[Image point grounding data]
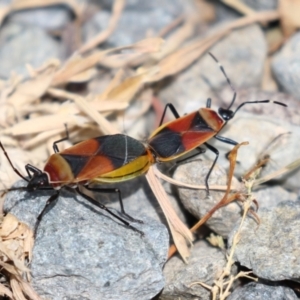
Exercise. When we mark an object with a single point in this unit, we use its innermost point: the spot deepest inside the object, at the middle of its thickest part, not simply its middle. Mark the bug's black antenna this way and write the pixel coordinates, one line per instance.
(16, 171)
(257, 101)
(227, 78)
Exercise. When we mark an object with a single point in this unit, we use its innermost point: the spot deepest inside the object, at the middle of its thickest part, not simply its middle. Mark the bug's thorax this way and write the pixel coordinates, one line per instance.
(213, 119)
(58, 170)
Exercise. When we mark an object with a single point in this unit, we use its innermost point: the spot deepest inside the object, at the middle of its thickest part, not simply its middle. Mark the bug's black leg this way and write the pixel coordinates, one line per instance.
(173, 110)
(34, 170)
(216, 151)
(227, 141)
(11, 164)
(102, 206)
(52, 199)
(55, 148)
(199, 151)
(114, 191)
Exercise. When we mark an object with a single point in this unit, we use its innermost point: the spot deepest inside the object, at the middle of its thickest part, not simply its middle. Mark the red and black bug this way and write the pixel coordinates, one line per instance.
(110, 158)
(184, 134)
(115, 158)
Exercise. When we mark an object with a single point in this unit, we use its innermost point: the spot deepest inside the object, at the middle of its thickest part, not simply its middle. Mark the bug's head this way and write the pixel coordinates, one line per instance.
(226, 114)
(38, 181)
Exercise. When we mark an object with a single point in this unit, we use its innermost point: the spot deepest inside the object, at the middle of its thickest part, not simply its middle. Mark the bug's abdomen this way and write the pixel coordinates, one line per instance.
(107, 158)
(182, 135)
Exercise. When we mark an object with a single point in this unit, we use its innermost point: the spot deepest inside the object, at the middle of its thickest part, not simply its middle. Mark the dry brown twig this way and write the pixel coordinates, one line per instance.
(16, 244)
(222, 285)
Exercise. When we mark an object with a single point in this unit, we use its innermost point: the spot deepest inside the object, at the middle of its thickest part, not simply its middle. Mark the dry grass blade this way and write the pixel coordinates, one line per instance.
(116, 14)
(239, 6)
(223, 284)
(191, 186)
(16, 243)
(185, 56)
(289, 168)
(4, 291)
(180, 233)
(225, 200)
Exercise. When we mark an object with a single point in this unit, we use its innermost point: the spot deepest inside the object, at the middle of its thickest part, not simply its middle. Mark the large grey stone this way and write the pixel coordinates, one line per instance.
(83, 252)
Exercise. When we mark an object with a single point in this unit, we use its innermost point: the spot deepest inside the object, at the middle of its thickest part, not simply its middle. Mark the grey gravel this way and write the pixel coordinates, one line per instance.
(205, 264)
(196, 201)
(48, 18)
(286, 66)
(261, 4)
(259, 291)
(136, 22)
(83, 252)
(241, 53)
(23, 44)
(266, 136)
(271, 248)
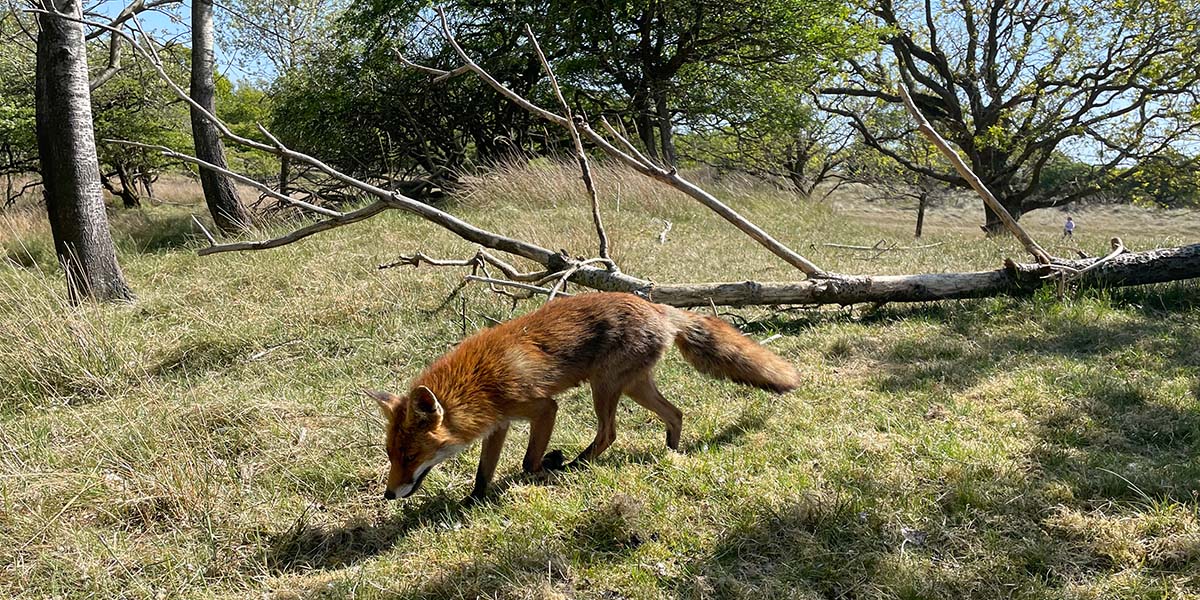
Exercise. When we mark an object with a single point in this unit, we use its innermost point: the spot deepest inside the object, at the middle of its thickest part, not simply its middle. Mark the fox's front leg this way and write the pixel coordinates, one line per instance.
(487, 459)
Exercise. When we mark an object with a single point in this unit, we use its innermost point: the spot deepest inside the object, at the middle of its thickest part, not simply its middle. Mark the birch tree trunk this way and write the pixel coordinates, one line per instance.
(225, 204)
(66, 148)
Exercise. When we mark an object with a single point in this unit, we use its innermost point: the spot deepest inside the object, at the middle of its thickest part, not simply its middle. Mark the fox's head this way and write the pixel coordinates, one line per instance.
(417, 439)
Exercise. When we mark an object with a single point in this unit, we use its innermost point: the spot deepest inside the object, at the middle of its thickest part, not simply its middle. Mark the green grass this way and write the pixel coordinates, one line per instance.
(211, 442)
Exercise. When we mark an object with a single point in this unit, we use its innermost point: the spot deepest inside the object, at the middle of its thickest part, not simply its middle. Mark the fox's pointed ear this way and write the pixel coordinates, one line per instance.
(387, 402)
(426, 403)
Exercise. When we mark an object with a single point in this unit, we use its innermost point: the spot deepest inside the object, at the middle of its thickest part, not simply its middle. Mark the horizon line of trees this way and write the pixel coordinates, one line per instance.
(797, 91)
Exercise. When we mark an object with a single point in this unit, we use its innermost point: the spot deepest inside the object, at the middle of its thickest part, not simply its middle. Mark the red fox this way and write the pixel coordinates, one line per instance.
(514, 370)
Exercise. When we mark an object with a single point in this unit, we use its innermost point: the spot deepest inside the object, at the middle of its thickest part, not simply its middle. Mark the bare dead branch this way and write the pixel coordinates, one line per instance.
(263, 187)
(513, 285)
(580, 154)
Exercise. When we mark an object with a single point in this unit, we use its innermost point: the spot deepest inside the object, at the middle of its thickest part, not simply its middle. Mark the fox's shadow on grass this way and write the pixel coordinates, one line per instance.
(305, 546)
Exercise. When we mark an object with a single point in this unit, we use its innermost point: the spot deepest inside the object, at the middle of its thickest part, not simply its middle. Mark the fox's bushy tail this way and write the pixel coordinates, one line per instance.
(715, 348)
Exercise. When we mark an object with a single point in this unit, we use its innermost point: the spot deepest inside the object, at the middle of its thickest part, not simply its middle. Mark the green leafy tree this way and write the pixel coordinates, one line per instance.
(1014, 83)
(136, 105)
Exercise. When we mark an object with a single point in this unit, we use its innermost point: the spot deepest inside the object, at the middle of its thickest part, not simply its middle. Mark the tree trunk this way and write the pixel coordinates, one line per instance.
(645, 123)
(66, 148)
(991, 222)
(921, 213)
(666, 131)
(228, 213)
(286, 173)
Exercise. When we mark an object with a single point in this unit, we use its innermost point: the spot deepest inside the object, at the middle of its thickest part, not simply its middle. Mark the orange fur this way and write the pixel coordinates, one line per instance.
(515, 370)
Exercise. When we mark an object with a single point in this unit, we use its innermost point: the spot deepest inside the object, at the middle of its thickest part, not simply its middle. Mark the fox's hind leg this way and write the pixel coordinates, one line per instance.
(541, 425)
(604, 397)
(645, 393)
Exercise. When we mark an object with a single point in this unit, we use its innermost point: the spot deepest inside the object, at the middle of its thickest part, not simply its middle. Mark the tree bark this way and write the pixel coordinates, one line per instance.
(645, 123)
(225, 204)
(921, 213)
(66, 148)
(663, 112)
(991, 222)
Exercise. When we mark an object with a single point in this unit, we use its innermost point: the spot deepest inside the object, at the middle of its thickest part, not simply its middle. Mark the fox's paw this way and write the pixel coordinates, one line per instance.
(553, 461)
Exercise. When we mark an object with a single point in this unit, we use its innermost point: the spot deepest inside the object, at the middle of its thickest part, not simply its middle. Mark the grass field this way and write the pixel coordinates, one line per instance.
(210, 441)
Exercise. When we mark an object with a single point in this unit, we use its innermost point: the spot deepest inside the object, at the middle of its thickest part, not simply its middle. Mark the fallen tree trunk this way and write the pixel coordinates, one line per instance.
(1015, 279)
(821, 287)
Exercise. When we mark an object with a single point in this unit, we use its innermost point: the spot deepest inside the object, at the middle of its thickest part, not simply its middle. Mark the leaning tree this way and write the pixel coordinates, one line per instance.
(555, 269)
(1017, 83)
(66, 149)
(220, 193)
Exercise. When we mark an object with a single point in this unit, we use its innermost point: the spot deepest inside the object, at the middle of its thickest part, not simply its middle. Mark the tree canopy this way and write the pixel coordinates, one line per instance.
(1013, 83)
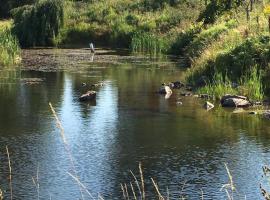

- **What you need to do**
Could every entry above be printed again exactly, images excluded?

- **Expected output**
Exercise. When we mark an object with a single point in this unit, we use its innermost point: the spot deepest inside the object, at the middle of its thickest part, not simply its middle. Mark the bug's black antenna this way and write the pixel coordinates, one line per instance.
(16, 171)
(257, 101)
(227, 78)
Exercise. When we mark an object with a single point in this unit, we use its innermost point: the spot deepest inside the object, at the middle of its thickest part, not simply its middle. Mark the bug's thorax this way and write the pixel coordinates, one line per instance.
(213, 119)
(58, 170)
Exercise. When we mark an object with a single point in this unit, we use its innermost point: the spot deepest inside the object, at the middle of its thickest part, not simply its middle. Mark the bug's black leg this way and write the pixel coordinates, one line per instance.
(173, 110)
(34, 170)
(216, 151)
(227, 141)
(11, 164)
(102, 206)
(52, 199)
(55, 148)
(199, 151)
(114, 191)
Exercise. When we mark an object with a single point in this unit, we use its innermost point: the spot deepest inside the object, at the middle of its thickest part, not simply its middle. Mark the red and black bug this way and write the pixel coordinates, one line per instance.
(110, 158)
(184, 134)
(115, 158)
Exercise. When we mark an object with a single point in this unit, we use its innermost point: the spot deepest inside the object, at the middle of its thickest part, not simply its middle. Mark the bug's head this way and write the pixel coordinates, one line per instance.
(226, 114)
(38, 181)
Exercise. When we mark an object with a single point in this unit, we use its innermost point: the spot deepest inside the object, at the middle of its thickest part, not simply its middle. Mark the bug's abdomen this way and write the pixel coordinates, one line per instance.
(107, 158)
(182, 135)
Exercise. When we mark an object with a single point in this unit, we use its innermost point: the spot deepest inside the object, at the middle of its thickest part, not simply its middle. Mark the dry brown twig this way and write the pixel coordinates, one line per instance.
(16, 244)
(222, 285)
Exercise. When we mark an object with a single point in this unit, we use its innermost point: the spot deepest inside the object, at the middle of its thickest part, not simply its middle. Mark the dry grass blade this way and write the pixel coordinates, one line per instance.
(116, 14)
(239, 6)
(223, 284)
(191, 186)
(16, 243)
(185, 56)
(289, 168)
(4, 291)
(180, 233)
(225, 200)
Exercise. When we mark an object with a single point in this unit, we use its innermost point: the spot deepest inside the object, at the middle of its thickest part, not simply its middle. Mark the large grey stone this way and write the pixel coordinates, one line per instance.
(83, 252)
Exercise. When we mark an object with a single point in this unit, we use its innermost point: the spot deepest inside the object, at the middle of its thickest part, not simply its middle. Mark the grey gravel this way and write the pixel coordinates, one line per instance.
(205, 264)
(196, 201)
(48, 18)
(286, 66)
(261, 4)
(259, 291)
(136, 22)
(83, 252)
(241, 53)
(23, 44)
(266, 136)
(271, 248)
Exercise. When we mark an object with a single point in this unit, we use its innermost point: the spot deepest inside the object, at the middle of its thickest part, not simply its middle. Mark the fox's front leg this way and write the pixel coordinates, one line per instance.
(487, 459)
Exercise. When we mark an object with a single point in this unit, we use its innermost point: the spot deepest inside the object, at the middle of its thickest part, not simply its middle. Mark the birch tree trunk this way and write the pixel coordinates, one line per instance.
(225, 204)
(66, 148)
Exercise. When we mark an object with a single point in this unit, we use its innermost point: the spot deepest inside the object, at the middle of its thickest part, not simply its middle. Mark the fox's head this way and write the pixel coordinates, one line per instance.
(417, 439)
Exercise. When we mark an object with a single point in this unit, we use its innermost point: the spot deepest inside the object, at the middle of its thickest part, not simply its middle. Mark the green grass this way and write the pixel coordinates, one line per instance.
(211, 442)
Exercise. When we mark an object with a single point in this unit, we use its innermost point: the spot deepest inside the object, at the middle of its thickest part, not simply its middle. Mark the fox's pointed ear this way and write the pixel coordinates, one line per instance.
(387, 402)
(426, 403)
Exercise. When we mark an object with a single point in this unit, we use its innermost point: the spot deepest inside the object, at the middle of its thickest part, not simply its middle. Mark the horizon line of trees this way and write the pixel coordinates, one line per instance.
(797, 91)
Exercise. When we mark an object with a single point in this unit, we use its innermost point: the spot deepest inside the object, at the middle of its thickest part, not simply its middle. Mark the red fox this way and write the pixel coordinates, one line per instance.
(514, 370)
Exercise. When we mark an object with a single point in this unit, we use its innermost point: the spot deepest inside the object, at the middle of its thickest part, not simply its middle. Mark the bare dead branch this way and write the pixel coordinates, one line per instance.
(263, 187)
(513, 285)
(580, 154)
Exercise. When we mark an object with a single point in this unit, we use its innermost point: the spot deepest inside the object, at the middle of its thickest part, not simply its middle. Mark the fox's shadow on grass this way and write the pixel coordinates, one line per instance.
(305, 546)
Exercise. When we mark an object with a single point in this unit, we use its innermost point: the spot deepest inside the object, at the middle of its thickest part, not simply its middle. Mark the fox's bushy tail this way and write the pixel coordinates, one line per instance.
(715, 348)
Exercise. When we mark an object with a single point in this unit, we use its innermost point: the spot deepest inside the object, at the middle of its thickest part, not simply its middle. Mark the green leafy tree this way and write the pixel coordinates, one line per instance.
(1014, 83)
(136, 105)
Exercise. When we mark an object with a single point in this unit, we use its innermost point: the spot deepest inside the object, at the middle of its thickest part, not simply its middle. Mark the tree trunk this way and write the pixel coordinates, one line per instance.
(645, 123)
(66, 148)
(991, 222)
(921, 213)
(666, 131)
(228, 213)
(286, 173)
Exercise. When we mark an object with a single point in this unit, we use its innermost point: the spot deepest inside the object, at the middle of its thickest part, not simply its middle. Mark the orange fur this way and write the pixel coordinates, one line per instance.
(515, 370)
Exercise. When we mark an object with a single point in this unit, we use its innermost point: the spot deepest inside the object, at the middle of its thickest part, not simply its middle. Mark the fox's hind leg this way and write the pixel coordinates, one line per instance.
(541, 425)
(604, 397)
(645, 393)
Exercise. When we mark an object with a single point in this unit, we use its innermost point: the spot deepest inside the object, at the middle of its thickest part, not simply its middle. Mark the tree bark this way and write the pixel coordinates, one line per instance.
(645, 123)
(225, 204)
(921, 213)
(66, 148)
(663, 112)
(991, 222)
Exercise. When we mark an object with a single point in this unit, we use its innermost point: the spot deepest inside the object, at the middle of its thickest part, not simply its middle. Mark the fox's paw this way and write the pixel coordinates, one line per instance.
(553, 461)
Exercise. When we mark an object with a single point in this unit, we use its innermost point: the spot deepest inside the object, at the middle of its thickest part, not simply its middle. Mark the grass field this way and write the pixel coordinates, one line per instance.
(210, 441)
Exercise. When we mark an object with a single point in this unit, we use its innermost point: the spot deepest inside the object, at the middle of its thickest part, not simply its middle. Mark the fallen tree trunk this way and write the pixel coordinates, one line per instance.
(1015, 279)
(821, 287)
Exercise. When we mark an object with a single point in this unit, we use its innermost point: the spot deepest inside the object, at the middle of its thickest part, not simply its middle. Mark the leaning tree this way and write the pixel coordinates, one line per instance.
(555, 269)
(1017, 83)
(66, 149)
(220, 193)
Exercise. When we mark an object with a single point in this unit, we use its innermost point: the spot deepest inside the object, at the middle of its thickest part, not simply its middle. Mark the tree canopy this way and write the pixel coordinates, one line per instance.
(1013, 83)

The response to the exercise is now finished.